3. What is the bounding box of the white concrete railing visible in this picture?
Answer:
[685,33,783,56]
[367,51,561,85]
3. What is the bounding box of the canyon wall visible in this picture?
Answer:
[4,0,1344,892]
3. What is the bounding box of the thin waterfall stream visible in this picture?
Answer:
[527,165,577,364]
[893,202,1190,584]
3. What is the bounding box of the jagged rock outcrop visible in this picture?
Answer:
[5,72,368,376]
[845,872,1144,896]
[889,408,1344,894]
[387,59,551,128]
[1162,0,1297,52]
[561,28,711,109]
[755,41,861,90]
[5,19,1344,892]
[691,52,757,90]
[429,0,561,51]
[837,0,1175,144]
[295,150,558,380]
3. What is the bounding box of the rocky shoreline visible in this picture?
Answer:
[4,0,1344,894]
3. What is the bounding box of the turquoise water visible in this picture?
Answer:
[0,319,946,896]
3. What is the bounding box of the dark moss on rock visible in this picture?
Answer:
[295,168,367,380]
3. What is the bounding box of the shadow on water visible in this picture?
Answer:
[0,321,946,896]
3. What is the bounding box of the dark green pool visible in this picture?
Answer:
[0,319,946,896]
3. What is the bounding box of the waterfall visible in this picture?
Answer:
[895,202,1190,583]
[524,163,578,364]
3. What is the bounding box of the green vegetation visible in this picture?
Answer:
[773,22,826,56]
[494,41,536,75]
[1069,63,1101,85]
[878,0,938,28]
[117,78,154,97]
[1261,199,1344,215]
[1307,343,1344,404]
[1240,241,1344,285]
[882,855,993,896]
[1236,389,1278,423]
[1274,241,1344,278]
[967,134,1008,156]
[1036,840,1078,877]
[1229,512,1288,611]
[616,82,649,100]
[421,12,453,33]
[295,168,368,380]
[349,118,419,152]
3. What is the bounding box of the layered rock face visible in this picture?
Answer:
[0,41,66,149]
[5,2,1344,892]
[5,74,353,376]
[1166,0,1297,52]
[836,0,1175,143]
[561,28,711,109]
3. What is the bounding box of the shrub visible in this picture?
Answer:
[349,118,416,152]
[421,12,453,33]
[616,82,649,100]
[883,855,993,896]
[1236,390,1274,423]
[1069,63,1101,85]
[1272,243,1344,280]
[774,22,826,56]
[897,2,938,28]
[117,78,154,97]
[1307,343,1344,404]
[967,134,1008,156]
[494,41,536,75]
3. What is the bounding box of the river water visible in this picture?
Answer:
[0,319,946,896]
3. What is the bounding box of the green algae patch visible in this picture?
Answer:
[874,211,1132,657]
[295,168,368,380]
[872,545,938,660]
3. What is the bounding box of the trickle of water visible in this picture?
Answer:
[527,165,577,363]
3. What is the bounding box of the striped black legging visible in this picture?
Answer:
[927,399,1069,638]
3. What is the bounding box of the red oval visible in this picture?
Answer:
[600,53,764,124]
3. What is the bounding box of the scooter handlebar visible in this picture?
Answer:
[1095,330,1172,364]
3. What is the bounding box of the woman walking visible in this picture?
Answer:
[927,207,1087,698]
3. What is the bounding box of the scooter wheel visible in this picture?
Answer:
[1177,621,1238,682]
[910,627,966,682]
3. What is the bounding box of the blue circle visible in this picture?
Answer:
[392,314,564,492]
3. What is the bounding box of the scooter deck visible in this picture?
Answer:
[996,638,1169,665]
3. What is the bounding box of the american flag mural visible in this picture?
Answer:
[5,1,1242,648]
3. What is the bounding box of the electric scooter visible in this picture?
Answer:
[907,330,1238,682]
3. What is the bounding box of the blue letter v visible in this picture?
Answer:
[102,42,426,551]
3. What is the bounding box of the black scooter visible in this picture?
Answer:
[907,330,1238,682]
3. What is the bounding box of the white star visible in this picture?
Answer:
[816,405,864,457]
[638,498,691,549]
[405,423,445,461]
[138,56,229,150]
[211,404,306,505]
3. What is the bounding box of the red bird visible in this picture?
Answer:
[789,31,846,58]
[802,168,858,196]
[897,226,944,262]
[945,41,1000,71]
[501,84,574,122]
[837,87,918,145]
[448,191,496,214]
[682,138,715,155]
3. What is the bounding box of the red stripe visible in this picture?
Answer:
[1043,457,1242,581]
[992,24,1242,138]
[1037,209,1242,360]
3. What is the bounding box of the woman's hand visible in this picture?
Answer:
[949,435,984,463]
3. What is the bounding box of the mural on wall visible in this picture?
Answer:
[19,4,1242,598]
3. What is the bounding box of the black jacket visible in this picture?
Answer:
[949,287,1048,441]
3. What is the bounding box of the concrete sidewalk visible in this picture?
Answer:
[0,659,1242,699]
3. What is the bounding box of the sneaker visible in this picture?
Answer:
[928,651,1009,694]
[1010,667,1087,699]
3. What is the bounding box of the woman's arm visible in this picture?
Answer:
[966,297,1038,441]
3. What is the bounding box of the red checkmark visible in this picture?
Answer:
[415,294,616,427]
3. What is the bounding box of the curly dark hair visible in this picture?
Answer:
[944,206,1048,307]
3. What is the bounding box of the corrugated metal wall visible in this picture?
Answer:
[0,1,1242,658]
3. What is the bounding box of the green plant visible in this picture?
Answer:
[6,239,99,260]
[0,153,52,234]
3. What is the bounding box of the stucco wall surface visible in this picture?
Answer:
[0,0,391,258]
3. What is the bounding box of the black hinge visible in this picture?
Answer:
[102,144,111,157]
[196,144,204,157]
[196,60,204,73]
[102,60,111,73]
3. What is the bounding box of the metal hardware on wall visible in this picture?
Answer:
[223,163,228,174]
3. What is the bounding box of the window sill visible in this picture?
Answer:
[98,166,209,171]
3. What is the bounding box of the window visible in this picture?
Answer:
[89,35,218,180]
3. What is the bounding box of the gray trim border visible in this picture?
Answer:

**THE REQUEST:** Extract each of the lines above verbatim, leaving every character unchanged.

**SOLUTION BELOW:**
3. What is the bounding box of the white concrete railing visible in this picture?
Answer:
[685,33,783,56]
[367,51,561,85]
3. What is the bounding box of the canyon wall visible in this picture?
Answer:
[4,0,1344,892]
3. What is the bounding box of the thin waterfall stream visible in this picture?
Answer:
[527,165,577,364]
[893,202,1190,584]
3. What is the bounding box of the jagged rock outcrop visible in this picture?
Answer:
[5,72,368,376]
[845,872,1144,896]
[889,408,1344,894]
[387,59,551,128]
[1162,0,1297,52]
[561,28,711,109]
[755,41,861,90]
[5,19,1344,892]
[691,52,757,90]
[429,0,561,51]
[837,0,1175,144]
[295,150,558,380]
3. What is the bounding box of the rocky shoreline visible in this picture?
Answer:
[4,0,1344,894]
3. What is the bounding box of the turquoise water visible in this picture?
Answer:
[0,319,946,896]
3. What is the bounding box of the dark moss on rock visible in this picture?
Answer:
[295,168,367,380]
3. What is the bounding box of the shadow on water visible in this picture?
Answer:
[0,321,946,896]
3. What is the bounding box of the dark green pool visible in this picture?
Answer:
[0,319,946,896]
3. What is the bounding box of the waterfall visible in this picture?
Answer:
[895,202,1190,583]
[524,163,578,364]
3. What is the bounding box of the green vegetation visible in this picture?
Answer:
[773,22,826,56]
[494,41,536,75]
[1069,63,1101,85]
[878,0,938,28]
[117,78,154,97]
[1261,199,1344,215]
[1307,343,1344,404]
[1240,241,1344,285]
[882,855,993,896]
[1236,389,1278,423]
[1274,241,1344,278]
[967,134,1008,156]
[1036,840,1078,877]
[1229,512,1288,611]
[616,82,649,100]
[421,12,453,33]
[295,168,368,380]
[349,118,419,152]
3. What is the bounding box of the layered rock face visible in this picture?
Answer:
[0,41,66,149]
[5,2,1344,892]
[5,74,353,376]
[1166,0,1297,52]
[836,0,1175,143]
[561,28,711,109]
3. What is the bounding box of the shrub visible in this picture?
Answer:
[349,118,416,152]
[421,12,453,33]
[616,82,649,100]
[883,855,993,896]
[1236,390,1274,423]
[1069,63,1101,85]
[1272,243,1344,280]
[774,22,826,56]
[897,2,938,28]
[117,78,154,97]
[1307,343,1344,404]
[967,134,1008,156]
[494,41,536,75]
3. What is the bounding box of the river water visible in this picture?
Answer:
[0,319,946,896]
3. What is the bounding box of the green algae patch visible in this picture?
Answer:
[874,211,1132,657]
[295,168,368,380]
[872,545,938,660]
3. What is the bounding box of the trickle of water visible in this picture?
Answer:
[527,165,577,363]
3. What is the bounding box of the striped black legging visible in this picture?
Answer:
[927,399,1069,638]
3. What is the bounding box of the red oval visible in this picture?
Answer:
[600,53,764,124]
3. What is the bounding box of the scooter handlebar visible in this picture?
Answer:
[1095,330,1172,364]
3. What is the bounding box of the woman walking visible in this picture?
Answer:
[927,207,1087,698]
3. What is the bounding box of the scooter wheel visible in this picture?
Answer:
[1177,621,1238,682]
[910,627,966,682]
3. What is the bounding box of the blue circle visible in this picture?
Answer:
[392,314,564,492]
3. What is the bounding box of the scooter deck visible in this picture?
Answer:
[996,638,1169,665]
3. What is the bounding box of the american flag mural visible in this picture?
Answer:
[5,1,1242,648]
3. What is the bounding box of the electric scooter visible in this picture?
Answer:
[907,330,1238,682]
3. What is the bounding box of the blue letter v visible in this picture?
Answer:
[102,42,426,551]
3. What is the bounding box of the black scooter visible in this picture?
Answer:
[907,330,1238,682]
3. What is the bounding box of the white star visible in this picture?
Answer:
[816,405,864,457]
[638,498,691,549]
[405,423,445,461]
[138,56,229,150]
[211,404,306,505]
3. What is the bounding box of the red bird visible in this picture?
Answer:
[789,31,846,58]
[802,168,858,196]
[897,226,944,262]
[945,41,1000,71]
[501,84,574,122]
[837,87,918,145]
[448,191,496,214]
[682,138,715,155]
3. What is the bounding box of the red stripe visible in this picture?
Answer:
[1043,457,1242,581]
[992,24,1242,138]
[1037,209,1242,360]
3. What is the bounding box of the woman's hand visible in this picture?
Answer:
[949,435,984,463]
3. What is the bounding box of the mural on wall visible in this picture?
Answer:
[19,4,1242,598]
3. What is the bounding box of the black jacket visible in this picture?
Answer:
[949,287,1048,441]
3. What is the bounding box of the concrete sidewalk visible in this picture?
Answer:
[0,659,1242,699]
3. What is the bounding box of the sneaker visible in this picture?
Answer:
[928,651,1009,694]
[1010,667,1087,699]
3. What is the bounding box of the woman's arm visible in this picture?
Answer:
[966,297,1038,441]
3. What is the bounding box of the red checkmark visible in this picture?
Answer:
[415,294,616,427]
3. What is the bounding box of the curly dark hair visible in this picture?
Answer:
[944,206,1048,307]
3. What is the bounding box of the corrugated metal wall visible in this picture?
Answer:
[0,1,1242,658]
3. What is the bounding box of the green plant visible in this picture?
Answer:
[6,239,99,260]
[0,153,52,234]
3. What is the bounding box of the stucco wall surface visible in this picture?
Answer:
[0,0,391,258]
3. What is the bounding box of the black hinge visible in this picture?
Answer:
[102,144,111,157]
[196,144,204,157]
[196,60,204,73]
[102,60,111,73]
3. What is the bounding box of the metal hardware on wall visible in this picture?
Answer:
[223,163,228,174]
3. What is the bounding box of the window sill visible in this picture?
Answer:
[98,166,209,171]
3. What is the bounding box of the window visible in this picture?
Answer:
[89,35,218,180]
3. What is the bounding box of the gray trim border visible in this picture?
Answer:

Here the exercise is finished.